━━ Extracted text ━━

Set of simple modules to communicate via UART.

Universal Asynchronous Receiver-Transmitter

From Wikipedia: A universal asynchronous receiver-transmitter (UART) is a computer hardware device for asynchronous serial communication in which the data format and transmission speeds are configurable. It sends data bits one by one, from the least significant to the most significant, framed by start and stop bits so that precise timing is handled by the communication channel.

Standalone Modules

UART communication modules are included in uart.v. UART clock generation modules are included in uart_clock.v.

Data always send LSB first.

uart_tx

• UART transmitter module
• Supports 7 and 8 bit transactions
• Supports even, odd, mark, space parities as well as no parity

uart_rx

• UART Receiver module
• Supports 7 and 8 bit transactions
• Supports even, odd, mark, space parities as well as no parity

uart_transceiver

• uart_tx and uart_rx bundled together, sharing same configurations
• Can transmit and receive simultaneously

uart_clk_gen

• Generates clock signal for UART transaction.
• Generated frequencies corresponds to some of the common bit rates.
• Works with various clock frequencies, controlled by input parameter.

uart_clk_gen_hs

• Generates higher frequency clock signal for UART transaction.
• Generated frequencies depends on input clock frequency, and does not corresponds to the common bit rates.

uart_clk_en

• Generates clock signal from an external clock input.

Important: Transactions configurations should be kept constant during transaction. Changing data during transaction does not effect the data currently being transmitted.

IOs of Standalone Modules

uart_transceiver Ports

Port	Type	Width	Description
clk	I	1	System Clock
rst	I	1	System Reset
tx	O	1	Transmit line
rx	I	1	Receive line
clk_uart_tx	I	1	UART Transmitter Clock
clk_uart_rx	I	1	UART Receiver Clock
uart_enable_tx	O	1	Enable UART Transmitter Clock
uart_enable_rx	O	1	Enable UART Receiver Clock
data_size	I	1	Configure Data size; 7 or 8 bit
parity_en	I	1	Enable parity
parity_mode	I	2	Configure parity value
stop_bit_size	I	1	Configure Stop bit length; 1 or 2 bit
data_i	I	8	Transmit data
data_o	O	8	Receive data
error_parity	O	1	Parity check result, only when enabled (parity_en)

━━━

> What is being asked
Summarize the UART module overview in exactly two sentences.

━━ Entries supplied ━━

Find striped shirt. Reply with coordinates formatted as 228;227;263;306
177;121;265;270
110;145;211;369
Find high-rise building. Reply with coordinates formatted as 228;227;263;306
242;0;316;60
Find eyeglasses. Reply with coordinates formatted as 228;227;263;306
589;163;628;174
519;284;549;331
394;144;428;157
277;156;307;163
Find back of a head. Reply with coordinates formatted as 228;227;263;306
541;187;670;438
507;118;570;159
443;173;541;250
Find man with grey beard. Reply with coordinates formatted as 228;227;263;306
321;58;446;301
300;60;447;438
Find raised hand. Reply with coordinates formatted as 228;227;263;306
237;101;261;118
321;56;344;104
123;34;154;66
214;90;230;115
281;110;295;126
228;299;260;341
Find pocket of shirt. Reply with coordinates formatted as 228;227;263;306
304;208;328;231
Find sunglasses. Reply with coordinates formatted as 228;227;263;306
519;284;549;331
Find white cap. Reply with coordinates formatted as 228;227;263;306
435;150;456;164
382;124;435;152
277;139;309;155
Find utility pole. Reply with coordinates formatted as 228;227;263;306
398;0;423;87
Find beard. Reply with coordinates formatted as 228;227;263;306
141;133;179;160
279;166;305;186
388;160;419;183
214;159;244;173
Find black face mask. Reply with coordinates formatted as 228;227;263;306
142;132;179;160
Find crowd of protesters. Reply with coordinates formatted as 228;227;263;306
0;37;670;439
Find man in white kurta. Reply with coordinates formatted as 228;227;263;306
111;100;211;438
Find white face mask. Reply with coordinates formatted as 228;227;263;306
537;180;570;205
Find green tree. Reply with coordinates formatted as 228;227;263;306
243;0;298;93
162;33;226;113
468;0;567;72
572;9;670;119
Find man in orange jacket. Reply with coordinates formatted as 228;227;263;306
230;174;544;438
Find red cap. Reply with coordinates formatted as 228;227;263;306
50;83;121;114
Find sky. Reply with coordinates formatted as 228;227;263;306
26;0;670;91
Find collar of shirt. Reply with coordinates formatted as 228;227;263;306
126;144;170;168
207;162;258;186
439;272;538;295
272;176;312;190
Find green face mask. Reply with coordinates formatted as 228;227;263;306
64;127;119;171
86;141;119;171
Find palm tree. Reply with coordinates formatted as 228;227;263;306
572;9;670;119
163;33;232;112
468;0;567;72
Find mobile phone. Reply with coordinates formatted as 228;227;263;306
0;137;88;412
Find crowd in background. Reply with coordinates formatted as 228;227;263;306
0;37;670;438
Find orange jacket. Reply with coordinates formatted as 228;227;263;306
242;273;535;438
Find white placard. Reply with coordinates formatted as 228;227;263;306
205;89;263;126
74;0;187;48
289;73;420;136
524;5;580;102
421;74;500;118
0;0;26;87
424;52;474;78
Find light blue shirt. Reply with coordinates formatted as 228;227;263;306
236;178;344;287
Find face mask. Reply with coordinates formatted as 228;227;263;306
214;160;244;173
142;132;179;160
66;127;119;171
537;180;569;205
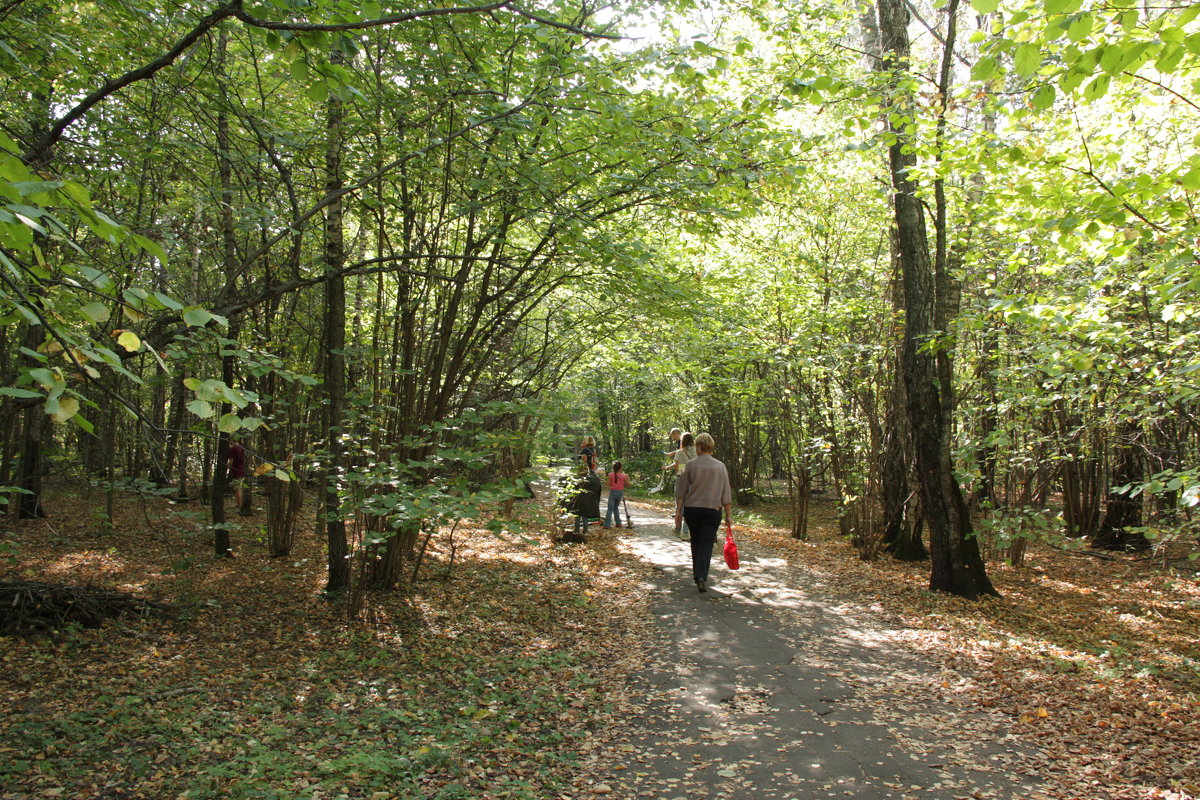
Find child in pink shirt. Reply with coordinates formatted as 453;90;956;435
604;461;629;528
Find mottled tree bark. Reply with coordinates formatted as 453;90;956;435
877;0;997;599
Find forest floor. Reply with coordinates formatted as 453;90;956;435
0;484;1200;800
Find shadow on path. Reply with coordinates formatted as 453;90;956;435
572;509;1039;800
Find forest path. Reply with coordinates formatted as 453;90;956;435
570;507;1040;800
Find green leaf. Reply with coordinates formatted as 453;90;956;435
79;302;113;323
1084;74;1112;100
50;397;79;422
116;331;142;353
1046;0;1084;14
971;55;996;80
1030;84;1056;112
0;386;43;399
184;306;212;327
130;234;167;264
187;401;216;420
1013;43;1042;78
1180;167;1200;192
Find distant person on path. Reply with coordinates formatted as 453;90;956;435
226;438;246;513
580;437;596;473
676;433;733;591
662;428;696;534
661;428;683;496
568;469;601;541
604;461;629;528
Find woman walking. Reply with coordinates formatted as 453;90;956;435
676;433;733;591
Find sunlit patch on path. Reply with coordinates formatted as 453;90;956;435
566;510;1040;800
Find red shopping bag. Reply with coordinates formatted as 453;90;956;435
725;525;740;570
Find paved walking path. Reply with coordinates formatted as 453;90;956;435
572;507;1039;800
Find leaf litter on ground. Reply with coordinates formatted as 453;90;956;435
0;495;1200;800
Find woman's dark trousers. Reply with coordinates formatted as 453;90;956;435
683;506;721;582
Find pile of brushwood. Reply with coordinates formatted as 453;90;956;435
0;581;170;636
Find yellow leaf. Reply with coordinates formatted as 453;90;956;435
50;397;79;422
116;331;142;353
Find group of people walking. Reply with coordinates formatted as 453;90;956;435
571;428;733;593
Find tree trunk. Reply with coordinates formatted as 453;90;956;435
1092;420;1150;551
877;0;997;599
323;43;350;594
880;231;929;561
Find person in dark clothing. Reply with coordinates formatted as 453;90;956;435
566;470;602;537
226;439;246;509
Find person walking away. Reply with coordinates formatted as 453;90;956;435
655;428;683;495
226;438;246;513
676;433;733;591
662;433;696;536
604;461;629;528
568;469;601;542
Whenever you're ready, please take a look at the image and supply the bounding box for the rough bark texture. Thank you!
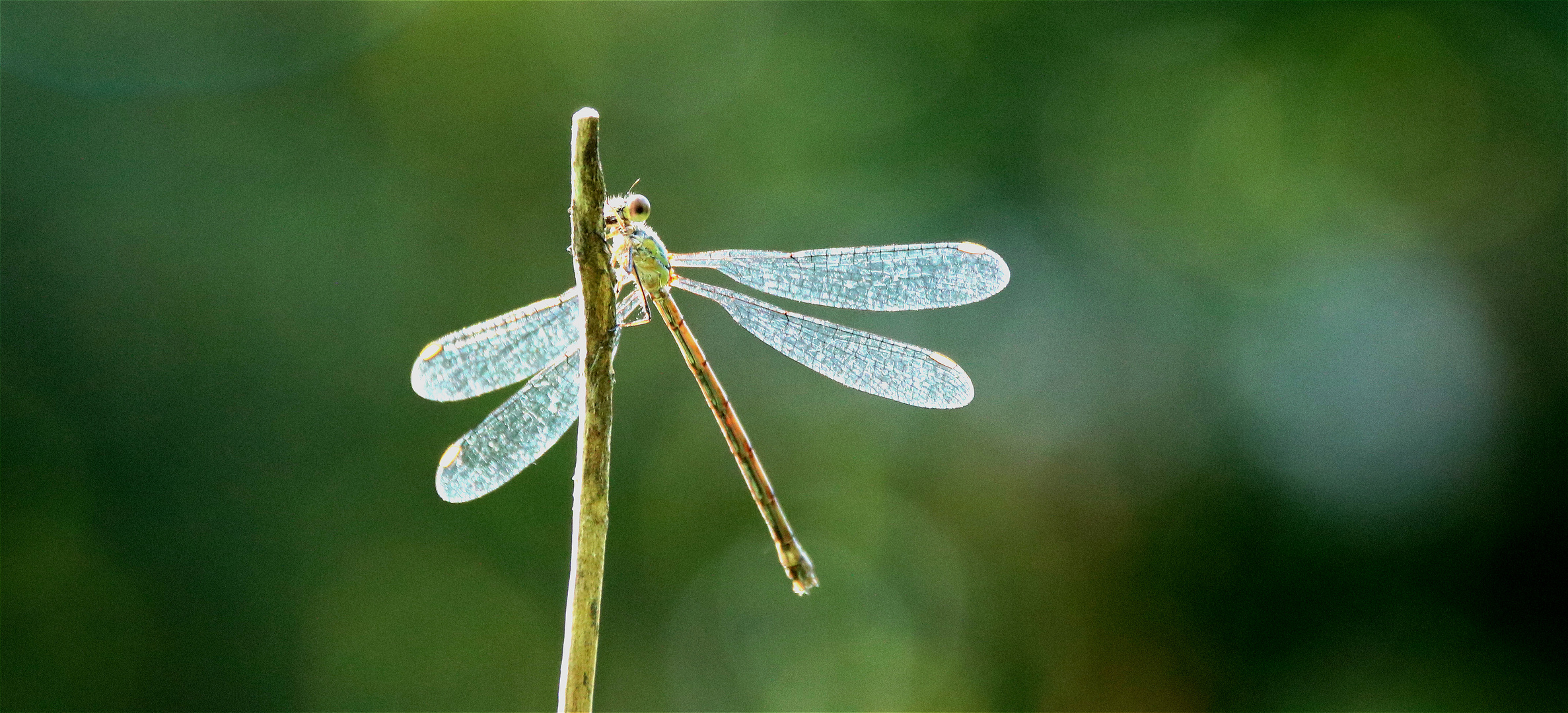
[558,106,616,713]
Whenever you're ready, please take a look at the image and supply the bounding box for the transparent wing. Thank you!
[436,341,583,503]
[436,291,643,503]
[410,287,582,401]
[670,243,1011,312]
[671,277,976,409]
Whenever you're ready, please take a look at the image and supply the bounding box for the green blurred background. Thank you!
[0,1,1568,710]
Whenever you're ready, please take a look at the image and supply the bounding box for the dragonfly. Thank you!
[411,193,1011,594]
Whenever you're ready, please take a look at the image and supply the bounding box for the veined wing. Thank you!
[436,289,643,503]
[436,341,583,503]
[671,277,976,409]
[410,287,582,401]
[670,243,1011,312]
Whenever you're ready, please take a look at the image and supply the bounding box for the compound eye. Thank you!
[625,193,654,222]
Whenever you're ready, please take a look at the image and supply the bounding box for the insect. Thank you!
[411,193,1010,594]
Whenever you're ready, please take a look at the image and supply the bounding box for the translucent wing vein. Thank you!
[671,277,974,409]
[410,287,582,401]
[436,291,643,503]
[670,243,1011,312]
[436,341,582,503]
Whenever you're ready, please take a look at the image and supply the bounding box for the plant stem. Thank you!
[557,106,616,713]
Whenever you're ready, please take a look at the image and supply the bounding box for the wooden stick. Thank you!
[557,106,616,713]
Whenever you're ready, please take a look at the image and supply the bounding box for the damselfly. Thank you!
[412,193,1010,594]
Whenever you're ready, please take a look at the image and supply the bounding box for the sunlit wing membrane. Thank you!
[670,243,1011,312]
[436,291,646,503]
[410,287,582,401]
[436,341,582,503]
[671,277,976,409]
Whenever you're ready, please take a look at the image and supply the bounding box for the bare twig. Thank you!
[557,106,616,713]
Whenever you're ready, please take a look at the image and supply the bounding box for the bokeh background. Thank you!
[0,1,1568,710]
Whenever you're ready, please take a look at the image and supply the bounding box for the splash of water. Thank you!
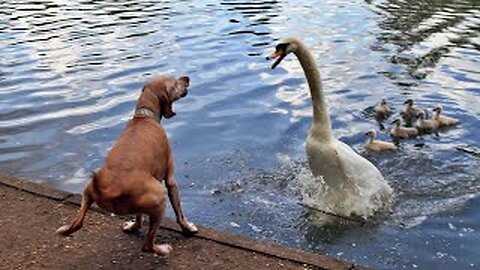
[296,167,393,222]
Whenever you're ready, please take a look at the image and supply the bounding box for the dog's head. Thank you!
[137,76,190,118]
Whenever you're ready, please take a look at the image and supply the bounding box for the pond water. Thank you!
[0,0,480,269]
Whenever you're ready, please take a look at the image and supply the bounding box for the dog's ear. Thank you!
[177,76,190,87]
[158,92,175,119]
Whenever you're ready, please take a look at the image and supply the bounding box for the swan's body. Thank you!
[433,105,458,127]
[365,129,397,152]
[415,111,439,133]
[270,38,392,217]
[373,99,390,121]
[390,118,418,140]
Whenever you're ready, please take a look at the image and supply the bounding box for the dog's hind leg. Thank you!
[165,159,198,235]
[56,181,94,236]
[142,212,172,256]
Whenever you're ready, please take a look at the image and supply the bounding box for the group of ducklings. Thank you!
[365,99,458,152]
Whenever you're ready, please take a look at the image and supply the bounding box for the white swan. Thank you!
[267,37,392,217]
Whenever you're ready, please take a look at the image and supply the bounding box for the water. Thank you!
[0,0,480,269]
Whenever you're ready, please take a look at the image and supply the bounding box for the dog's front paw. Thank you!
[122,221,141,233]
[180,221,198,235]
[55,225,70,236]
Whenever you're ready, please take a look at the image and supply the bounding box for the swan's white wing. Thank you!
[334,141,392,216]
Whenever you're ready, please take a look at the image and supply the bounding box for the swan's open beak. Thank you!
[267,50,287,69]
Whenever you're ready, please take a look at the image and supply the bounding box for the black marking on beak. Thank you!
[266,43,288,69]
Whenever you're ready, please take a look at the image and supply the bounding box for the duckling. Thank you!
[415,110,438,133]
[400,98,422,127]
[390,118,418,140]
[373,98,390,122]
[365,129,397,152]
[433,104,458,127]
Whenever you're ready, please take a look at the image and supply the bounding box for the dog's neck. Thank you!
[133,107,160,122]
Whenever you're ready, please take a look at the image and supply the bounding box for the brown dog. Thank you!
[57,76,197,255]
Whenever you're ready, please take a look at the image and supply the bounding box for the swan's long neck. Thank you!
[295,44,332,139]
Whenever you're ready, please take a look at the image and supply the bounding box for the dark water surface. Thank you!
[0,0,480,269]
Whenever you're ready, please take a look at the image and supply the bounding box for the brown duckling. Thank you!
[365,129,397,152]
[415,110,438,133]
[373,99,390,121]
[400,98,422,127]
[433,104,458,127]
[390,118,418,140]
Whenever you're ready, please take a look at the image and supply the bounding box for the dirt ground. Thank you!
[0,184,324,270]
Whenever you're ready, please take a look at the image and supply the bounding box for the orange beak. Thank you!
[267,50,286,69]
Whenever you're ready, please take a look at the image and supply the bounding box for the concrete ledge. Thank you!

━━━

> Answer in full
The overview presents a set of simple modules for UART communication, with the communication modules in uart.v and the clock generation modules in uart_clock.v, and data always sent LSB first. The transmitter and receiver each support 7- and 8-bit transactions with even, odd, mark, space, or no parity, the transceiver bundles them so it can transmit and receive simultaneously, and transaction configurations should be kept constant during a transaction.